--- Begin ---
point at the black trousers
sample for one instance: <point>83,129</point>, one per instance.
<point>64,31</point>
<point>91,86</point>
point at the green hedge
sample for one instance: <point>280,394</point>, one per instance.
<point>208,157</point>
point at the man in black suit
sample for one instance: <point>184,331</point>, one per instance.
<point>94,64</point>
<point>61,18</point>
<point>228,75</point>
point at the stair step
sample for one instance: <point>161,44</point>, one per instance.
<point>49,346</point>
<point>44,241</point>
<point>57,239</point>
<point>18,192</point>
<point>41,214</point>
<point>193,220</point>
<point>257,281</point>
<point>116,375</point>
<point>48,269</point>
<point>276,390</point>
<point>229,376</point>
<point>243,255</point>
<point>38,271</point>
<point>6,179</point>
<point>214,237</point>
--- End ---
Please reproduce all of the material above, line for line, with no changes.

Result of the task:
point at the black trousers
sample for one instance: <point>83,129</point>, one per instance.
<point>64,31</point>
<point>91,86</point>
point at the green hedge
sample for one instance: <point>280,394</point>, one per instance.
<point>208,157</point>
point at the man in black suit
sample for one instance: <point>184,331</point>, one per instance.
<point>94,64</point>
<point>61,18</point>
<point>228,75</point>
point at the stair step
sample for one instance: <point>161,44</point>, one per instance.
<point>49,346</point>
<point>44,241</point>
<point>57,239</point>
<point>18,192</point>
<point>41,214</point>
<point>193,220</point>
<point>257,281</point>
<point>116,375</point>
<point>48,269</point>
<point>276,390</point>
<point>229,376</point>
<point>243,255</point>
<point>38,271</point>
<point>6,179</point>
<point>214,237</point>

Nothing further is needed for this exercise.